_ФРАГМЕНТ ТЕКСТА_:
|---|
Сдержанность оборачивается общими местами, — при избыточной подаче этот
стоицизм, вызывающий уважение, начинает утомлять: хочется неожиданной детали,
которая бы перевернула сложившееся представление о поэтике Миллер, «дерзких
слов / и потрясения основ», как говорилось в одном из ранних стихотворений. Попытка
обойти вниманием конкретные детали уже не удаётся: так порождается конфликт
между деталью и абстракцией, разговором о «вечном» и о «пустяках»:
А в деталях… постылые
эти детали!
Не от них ли мы так безнадёжно
устали,
И особенно те, кто сегодня в летах.
Это
— из стихотворения 1999 года. В другом, более раннем
(1987), однако, слышишь противоречивое:
Я вас люблю, подробности,
конкретные
детали.
Ведь вы меня с младенчества,
с рождения питали.
В недавно вышедшем III-м томе «Антологии уральской поэзии» челябинский
критик Игорь Постников писал об Олеге Дозморове: «Постоянное понижение
новаторской планки, т. е. периодичеcкая
замена данного ему от рождения плазменного аннигилятора
на шестидесятиваттную лампу накаливания, заставляет
Дозморова снова и снова продуцировать стихи одного температурного режима с
одним и тем же световым потоком, как бы количественно доказывая, что только так
и должно быть». Мне думается, эти здравые слова — с оговорками — можно отнести
и к Ларисе Миллер. Оговорки — в том, что в обоих примерах несовпадения с
читательским восприятием (оно, как известно, — вещь тонкая; оступился — и
проваливаешься под лёд) свидетельствуют отнюдь не о малой степени таланта. Скорее — о некоторых внелитературных обстоятельствах, оказывающих
влияние на творческий почерк: в случае с Миллер — природная скованность,
мешающая «взять» на полтона выше. И тут начинаешь отчасти понимать антипатизантов поэта. Но стоит только чутко вглядеться в
природу поэтического слова, — и то, что сперва видится как недостаток,
предстаёт особенностью, органичной для определённого темперамента. Вроде бы
соблюдается вариативность размеров, — но всё равно не покидает ощущение
однообразия, внутреннюю обусловленность которого мы, кажется, постарались
выявить. «Скучает форма», — говорит в таких случаях поэт и критик Михаил Айзенберг. Дыхание ровное: поэтесса ни разу не позволила
себе ритмического сбоя, о дисгармонии мы догадываемся только на смысловом
уровне, по специальным сигналам, которые «подбрасывает» нам автор, — к примеру,
по троекратному повторению глагола, выдающему эмоциональную растерянность:
Всё тяну на излюбленной ноте
Ту же песню. И всё ж улови,
Улови, улови перемену:
Песня та же, но в голосе — дрожь…
В двухтысячные фон поэзии Миллер меняется, — и, по-моему, в лучшую
сторону. Появляется новый камертон поэтического голоса. Гармоничная старость,
принятие каждого дня с благодарностью и смирением, — все эти мотивы достигают
апофеоза в позднем творчестве Миллер. Лирическая героиня книги «Накануне не
знаю чего» (2009), — совсем не пушкинская старуха, ждущая даров; скорее — она
умеет находить их в малом, наслаждаясь тем, что есть, и
не повышая уровень своих притязаний.
|---|
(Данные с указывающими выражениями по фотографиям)
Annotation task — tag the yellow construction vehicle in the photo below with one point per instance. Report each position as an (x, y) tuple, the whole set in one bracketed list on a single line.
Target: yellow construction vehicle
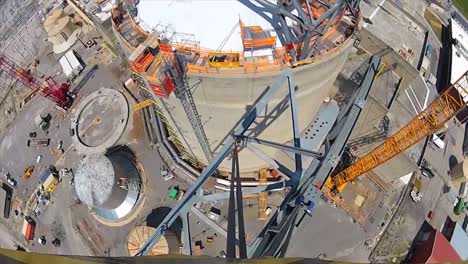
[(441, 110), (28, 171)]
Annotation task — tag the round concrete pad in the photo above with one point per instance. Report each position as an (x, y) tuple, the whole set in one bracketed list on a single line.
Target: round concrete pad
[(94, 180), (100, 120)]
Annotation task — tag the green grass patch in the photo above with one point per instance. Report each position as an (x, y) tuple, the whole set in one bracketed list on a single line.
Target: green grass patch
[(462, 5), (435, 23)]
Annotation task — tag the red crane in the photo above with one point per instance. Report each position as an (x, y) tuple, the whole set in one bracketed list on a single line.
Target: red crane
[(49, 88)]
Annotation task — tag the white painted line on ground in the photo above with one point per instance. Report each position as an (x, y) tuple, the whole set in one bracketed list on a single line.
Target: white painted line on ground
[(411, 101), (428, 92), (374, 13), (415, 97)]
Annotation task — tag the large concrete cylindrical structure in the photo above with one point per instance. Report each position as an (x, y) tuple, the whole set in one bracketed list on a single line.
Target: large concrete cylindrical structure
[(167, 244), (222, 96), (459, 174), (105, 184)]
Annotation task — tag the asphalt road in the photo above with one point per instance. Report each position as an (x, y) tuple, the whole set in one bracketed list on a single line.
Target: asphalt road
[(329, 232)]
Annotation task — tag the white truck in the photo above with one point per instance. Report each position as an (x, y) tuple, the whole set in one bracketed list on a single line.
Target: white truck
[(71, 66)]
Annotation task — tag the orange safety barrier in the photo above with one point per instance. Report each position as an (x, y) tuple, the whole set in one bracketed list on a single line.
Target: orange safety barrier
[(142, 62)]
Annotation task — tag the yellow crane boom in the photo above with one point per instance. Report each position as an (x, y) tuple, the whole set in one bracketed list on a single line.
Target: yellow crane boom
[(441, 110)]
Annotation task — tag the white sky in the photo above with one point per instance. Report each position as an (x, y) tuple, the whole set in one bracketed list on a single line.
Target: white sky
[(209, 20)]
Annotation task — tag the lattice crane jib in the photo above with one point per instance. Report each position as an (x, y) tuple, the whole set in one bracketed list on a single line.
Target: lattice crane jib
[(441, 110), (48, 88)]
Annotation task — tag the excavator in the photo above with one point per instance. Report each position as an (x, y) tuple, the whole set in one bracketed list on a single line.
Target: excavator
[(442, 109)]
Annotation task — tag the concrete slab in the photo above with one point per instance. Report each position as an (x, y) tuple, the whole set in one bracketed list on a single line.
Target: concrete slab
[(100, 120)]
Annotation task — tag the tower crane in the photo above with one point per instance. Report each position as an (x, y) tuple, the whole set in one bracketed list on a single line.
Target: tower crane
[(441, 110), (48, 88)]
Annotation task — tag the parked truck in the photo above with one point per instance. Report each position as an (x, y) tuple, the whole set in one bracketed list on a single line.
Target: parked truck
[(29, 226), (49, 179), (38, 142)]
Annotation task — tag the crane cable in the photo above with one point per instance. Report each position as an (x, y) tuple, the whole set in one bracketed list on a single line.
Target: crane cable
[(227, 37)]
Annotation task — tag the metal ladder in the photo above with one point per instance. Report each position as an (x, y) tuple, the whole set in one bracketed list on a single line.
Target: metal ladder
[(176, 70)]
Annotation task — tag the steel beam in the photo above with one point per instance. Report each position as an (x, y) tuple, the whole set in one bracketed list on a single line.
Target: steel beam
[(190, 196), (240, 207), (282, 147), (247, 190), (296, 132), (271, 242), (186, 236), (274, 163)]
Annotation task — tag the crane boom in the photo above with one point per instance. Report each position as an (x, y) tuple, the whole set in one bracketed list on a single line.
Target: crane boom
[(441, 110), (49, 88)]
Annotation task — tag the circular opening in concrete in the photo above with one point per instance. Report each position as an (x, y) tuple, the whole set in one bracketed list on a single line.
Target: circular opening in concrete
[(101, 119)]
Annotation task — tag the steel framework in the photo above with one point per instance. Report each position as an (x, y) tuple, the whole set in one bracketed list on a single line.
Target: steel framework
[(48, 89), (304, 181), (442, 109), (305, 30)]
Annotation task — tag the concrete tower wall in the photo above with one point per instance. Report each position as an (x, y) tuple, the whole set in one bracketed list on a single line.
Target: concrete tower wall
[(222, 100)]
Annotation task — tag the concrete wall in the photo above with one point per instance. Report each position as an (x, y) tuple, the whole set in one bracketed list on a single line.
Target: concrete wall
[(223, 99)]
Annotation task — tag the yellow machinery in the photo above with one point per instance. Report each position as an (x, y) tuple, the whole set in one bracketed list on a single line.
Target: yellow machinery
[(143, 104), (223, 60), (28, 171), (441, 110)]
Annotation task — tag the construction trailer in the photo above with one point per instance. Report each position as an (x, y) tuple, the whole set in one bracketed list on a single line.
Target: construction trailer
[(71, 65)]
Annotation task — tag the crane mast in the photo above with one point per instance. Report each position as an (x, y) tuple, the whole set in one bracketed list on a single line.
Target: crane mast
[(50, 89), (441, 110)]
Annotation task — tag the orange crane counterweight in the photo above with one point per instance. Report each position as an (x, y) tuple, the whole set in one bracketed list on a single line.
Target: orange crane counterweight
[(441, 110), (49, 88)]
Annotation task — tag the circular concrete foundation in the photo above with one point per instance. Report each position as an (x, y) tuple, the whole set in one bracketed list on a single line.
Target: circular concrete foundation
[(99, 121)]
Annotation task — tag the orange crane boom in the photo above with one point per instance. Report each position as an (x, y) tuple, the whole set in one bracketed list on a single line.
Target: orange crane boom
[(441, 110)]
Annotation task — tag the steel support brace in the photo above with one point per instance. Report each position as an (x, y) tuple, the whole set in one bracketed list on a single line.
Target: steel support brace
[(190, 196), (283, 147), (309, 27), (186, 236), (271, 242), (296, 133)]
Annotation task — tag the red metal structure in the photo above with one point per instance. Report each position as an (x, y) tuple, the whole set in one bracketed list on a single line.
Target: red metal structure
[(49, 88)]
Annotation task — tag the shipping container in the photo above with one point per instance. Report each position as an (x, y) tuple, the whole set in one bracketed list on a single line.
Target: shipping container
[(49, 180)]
|---|
_ЗАДАНИЕ 1_:
В каком году, согласно фрагменту текста о поэзии Ларисы Миллер, написано стихотворение со строками «Я вас люблю, подробности»?
_ЗАДАНИЕ 2_:
Продублируйте без изменений отрывок из фрагмента текста о поэзии Ларисы Миллер от слов «Сдержанность оборачивается общими» до слов «сегодня в летах.».

_ОТВЕТ 1_:
В 1987 году.

_ОТВЕТ 2_:
Сдержанность оборачивается общими местами, — при избыточной подаче этот
стоицизм, вызывающий уважение, начинает утомлять: хочется неожиданной детали,
которая бы перевернула сложившееся представление о поэтике Миллер, «дерзких
слов / и потрясения основ», как говорилось в одном из ранних стихотворений. Попытка
обойти вниманием конкретные детали уже не удаётся: так порождается конфликт
между деталью и абстракцией, разговором о «вечном» и о «пустяках»:
А в деталях… постылые
эти детали!
Не от них ли мы так безнадёжно
устали,
И особенно те, кто сегодня в летах.